## Text block

Andy and Neil have been back, live, in the face-to-face lecture room in the past two weeks. This is where training has to be. Whatever the alternative arguments are, they are wrong. The numbers bear it out. Andy has been teaching the vast majority of our CPI June face-to-face intake and Neil has exposed his varying range of acceptability to our Joint Board Corporate Insolvency students. They asked each attendee how being back in the lecture-room compared with webinar-based learning, and the results were extraordinarily conclusive; "five times better", said the most reticent of respondents. "A hundred times better", determined the most fulminating.
So, face-to-face training is anywhere between five and one hundred times better than the shadow of its web-based equivalent. Further numbers support this fact. Of NTI's 59 Corporate Insolvency JIEB full Study Support Programme students, only three chose to stick with webinars for now, all of them with very good personal reasons for doing so. Of the 61 CPI students who were welcoming Andy back to their bosoms, just four elected to remain virtual, two of them due to Andy's unfortunate use of the word 'bosoms'.
Those who argue that the virtual office is the pretender to the throne of the actual one stand to lose the debate. If not immediately, then eventually. Again, the numbers bear it out. The Office for National Statistics, in its latest weekly assessment of the Coro... blah, blah, blah and its impact on the economy found that the proportion of the UK workforce at their normal place of work rose by 49 per cent in the two weeks to 4 April.

(Point-per-instance localization data)

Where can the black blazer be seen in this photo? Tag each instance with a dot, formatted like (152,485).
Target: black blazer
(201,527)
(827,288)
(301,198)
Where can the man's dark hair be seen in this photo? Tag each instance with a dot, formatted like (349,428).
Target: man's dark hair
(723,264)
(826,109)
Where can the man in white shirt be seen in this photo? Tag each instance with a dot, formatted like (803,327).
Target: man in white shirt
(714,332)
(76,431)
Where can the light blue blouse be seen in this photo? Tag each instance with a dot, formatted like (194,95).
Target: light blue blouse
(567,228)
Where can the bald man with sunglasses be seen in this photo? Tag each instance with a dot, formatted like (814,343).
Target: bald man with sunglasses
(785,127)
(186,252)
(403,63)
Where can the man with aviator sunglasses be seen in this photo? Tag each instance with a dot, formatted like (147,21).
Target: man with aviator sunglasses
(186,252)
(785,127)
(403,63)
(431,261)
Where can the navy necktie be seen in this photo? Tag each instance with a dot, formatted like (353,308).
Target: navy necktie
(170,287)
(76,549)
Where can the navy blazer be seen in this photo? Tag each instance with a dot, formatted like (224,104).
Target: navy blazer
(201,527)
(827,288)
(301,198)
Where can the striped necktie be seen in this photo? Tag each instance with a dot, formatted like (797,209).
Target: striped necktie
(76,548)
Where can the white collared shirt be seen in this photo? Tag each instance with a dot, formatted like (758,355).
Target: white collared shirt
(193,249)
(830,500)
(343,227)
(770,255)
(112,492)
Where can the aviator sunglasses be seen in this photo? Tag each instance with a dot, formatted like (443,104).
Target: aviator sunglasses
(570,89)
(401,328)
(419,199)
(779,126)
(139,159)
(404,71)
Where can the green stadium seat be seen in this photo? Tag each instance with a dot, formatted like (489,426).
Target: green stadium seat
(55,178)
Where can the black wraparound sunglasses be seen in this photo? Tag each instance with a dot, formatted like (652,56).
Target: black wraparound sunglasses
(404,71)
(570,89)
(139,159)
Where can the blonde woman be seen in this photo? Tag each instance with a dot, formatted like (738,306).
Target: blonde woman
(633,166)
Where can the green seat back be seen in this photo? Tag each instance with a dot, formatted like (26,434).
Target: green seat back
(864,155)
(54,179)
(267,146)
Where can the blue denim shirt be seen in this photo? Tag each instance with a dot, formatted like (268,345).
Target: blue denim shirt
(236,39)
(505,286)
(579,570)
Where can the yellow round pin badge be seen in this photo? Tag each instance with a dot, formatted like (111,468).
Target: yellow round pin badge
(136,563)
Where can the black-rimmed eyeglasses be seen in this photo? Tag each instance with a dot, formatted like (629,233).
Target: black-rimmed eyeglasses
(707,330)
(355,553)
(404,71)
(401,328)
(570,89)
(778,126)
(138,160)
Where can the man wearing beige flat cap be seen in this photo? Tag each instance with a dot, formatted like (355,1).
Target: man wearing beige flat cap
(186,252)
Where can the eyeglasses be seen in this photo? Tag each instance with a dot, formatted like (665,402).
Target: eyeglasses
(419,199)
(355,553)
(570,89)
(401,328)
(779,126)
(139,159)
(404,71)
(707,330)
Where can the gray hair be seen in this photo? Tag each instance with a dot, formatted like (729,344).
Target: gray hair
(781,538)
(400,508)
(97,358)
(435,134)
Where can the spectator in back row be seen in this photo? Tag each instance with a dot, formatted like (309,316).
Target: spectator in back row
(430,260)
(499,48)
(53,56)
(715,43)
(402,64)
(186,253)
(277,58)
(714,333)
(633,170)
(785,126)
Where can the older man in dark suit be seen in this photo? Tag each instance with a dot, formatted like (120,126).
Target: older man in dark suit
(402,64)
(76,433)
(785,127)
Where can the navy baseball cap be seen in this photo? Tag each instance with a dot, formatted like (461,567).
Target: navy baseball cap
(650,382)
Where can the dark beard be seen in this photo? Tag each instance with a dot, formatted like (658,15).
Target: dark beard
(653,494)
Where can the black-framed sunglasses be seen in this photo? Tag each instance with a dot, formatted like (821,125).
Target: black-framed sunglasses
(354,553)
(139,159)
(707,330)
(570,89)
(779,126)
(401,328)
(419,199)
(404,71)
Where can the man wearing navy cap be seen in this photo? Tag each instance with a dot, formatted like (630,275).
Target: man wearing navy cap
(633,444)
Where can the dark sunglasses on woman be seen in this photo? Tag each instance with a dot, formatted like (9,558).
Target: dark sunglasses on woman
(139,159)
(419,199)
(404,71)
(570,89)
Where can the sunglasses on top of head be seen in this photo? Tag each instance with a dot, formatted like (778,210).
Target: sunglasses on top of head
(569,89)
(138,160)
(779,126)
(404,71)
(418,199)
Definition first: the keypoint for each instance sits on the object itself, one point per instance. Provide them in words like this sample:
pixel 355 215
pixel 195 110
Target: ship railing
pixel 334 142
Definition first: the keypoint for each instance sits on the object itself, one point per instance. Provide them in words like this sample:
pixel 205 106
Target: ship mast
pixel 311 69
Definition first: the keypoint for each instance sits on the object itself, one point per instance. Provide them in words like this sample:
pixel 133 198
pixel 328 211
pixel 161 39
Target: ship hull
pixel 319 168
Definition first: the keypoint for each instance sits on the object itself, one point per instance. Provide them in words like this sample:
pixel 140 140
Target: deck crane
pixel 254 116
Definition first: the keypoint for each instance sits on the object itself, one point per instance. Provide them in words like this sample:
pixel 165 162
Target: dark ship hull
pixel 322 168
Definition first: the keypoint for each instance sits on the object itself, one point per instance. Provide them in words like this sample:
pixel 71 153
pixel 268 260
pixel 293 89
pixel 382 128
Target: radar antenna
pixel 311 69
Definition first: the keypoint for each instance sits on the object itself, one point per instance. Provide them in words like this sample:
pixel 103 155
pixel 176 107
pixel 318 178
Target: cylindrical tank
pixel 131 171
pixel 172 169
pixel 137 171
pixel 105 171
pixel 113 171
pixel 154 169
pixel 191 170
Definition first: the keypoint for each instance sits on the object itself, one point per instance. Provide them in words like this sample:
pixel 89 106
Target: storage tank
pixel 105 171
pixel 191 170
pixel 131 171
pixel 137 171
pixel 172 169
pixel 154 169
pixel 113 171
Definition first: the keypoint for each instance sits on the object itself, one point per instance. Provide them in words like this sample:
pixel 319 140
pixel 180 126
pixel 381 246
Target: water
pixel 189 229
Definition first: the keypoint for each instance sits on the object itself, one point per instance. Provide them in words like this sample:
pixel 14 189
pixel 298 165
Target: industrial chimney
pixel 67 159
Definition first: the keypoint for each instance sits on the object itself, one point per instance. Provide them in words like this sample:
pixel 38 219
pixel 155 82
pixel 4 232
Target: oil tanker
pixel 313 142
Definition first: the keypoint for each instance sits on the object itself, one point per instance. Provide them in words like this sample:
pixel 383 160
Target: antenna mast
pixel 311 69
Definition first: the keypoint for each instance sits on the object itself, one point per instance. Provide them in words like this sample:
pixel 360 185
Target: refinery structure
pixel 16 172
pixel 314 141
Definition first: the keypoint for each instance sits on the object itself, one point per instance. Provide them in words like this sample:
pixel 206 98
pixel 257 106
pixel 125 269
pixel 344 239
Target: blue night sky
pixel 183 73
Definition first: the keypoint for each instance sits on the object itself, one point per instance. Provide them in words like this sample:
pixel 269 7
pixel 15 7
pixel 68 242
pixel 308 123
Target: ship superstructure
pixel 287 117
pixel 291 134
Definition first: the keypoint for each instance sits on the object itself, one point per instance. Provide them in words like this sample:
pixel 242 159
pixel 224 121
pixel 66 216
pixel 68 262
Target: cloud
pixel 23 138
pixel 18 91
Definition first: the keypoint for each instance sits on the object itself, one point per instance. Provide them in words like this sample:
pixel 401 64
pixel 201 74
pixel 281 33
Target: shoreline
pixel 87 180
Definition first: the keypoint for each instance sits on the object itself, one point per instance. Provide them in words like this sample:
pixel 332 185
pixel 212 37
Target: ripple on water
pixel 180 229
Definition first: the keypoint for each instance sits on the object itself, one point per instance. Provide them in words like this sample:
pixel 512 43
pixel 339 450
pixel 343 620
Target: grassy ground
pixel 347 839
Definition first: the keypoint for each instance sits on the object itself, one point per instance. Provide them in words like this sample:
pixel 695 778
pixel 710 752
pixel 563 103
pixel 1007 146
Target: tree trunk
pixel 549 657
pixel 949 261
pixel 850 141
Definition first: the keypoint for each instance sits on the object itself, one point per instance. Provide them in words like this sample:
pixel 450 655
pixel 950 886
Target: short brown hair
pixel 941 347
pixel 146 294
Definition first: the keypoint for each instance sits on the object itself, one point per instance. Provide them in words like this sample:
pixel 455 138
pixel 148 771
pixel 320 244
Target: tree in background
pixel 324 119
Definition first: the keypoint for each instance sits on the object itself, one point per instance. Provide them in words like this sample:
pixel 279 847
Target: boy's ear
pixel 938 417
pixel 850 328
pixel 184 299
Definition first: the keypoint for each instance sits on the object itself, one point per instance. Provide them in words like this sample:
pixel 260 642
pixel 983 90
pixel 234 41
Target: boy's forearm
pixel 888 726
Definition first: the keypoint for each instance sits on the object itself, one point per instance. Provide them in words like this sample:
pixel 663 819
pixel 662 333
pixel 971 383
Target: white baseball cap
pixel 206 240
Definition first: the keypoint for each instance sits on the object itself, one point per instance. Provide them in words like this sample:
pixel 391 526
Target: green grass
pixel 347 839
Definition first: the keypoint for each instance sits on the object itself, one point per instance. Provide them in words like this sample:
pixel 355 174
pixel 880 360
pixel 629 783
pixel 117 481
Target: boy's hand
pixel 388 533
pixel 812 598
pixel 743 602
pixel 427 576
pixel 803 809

## The task
In one to three sentences, explain why, according to the piece on returning to face-to-face training, two of the CPI students chose to remain virtual.

## Output for this exercise
Two of the four CPI students who stayed virtual did so because of Andy's unfortunate use of the word "bosoms."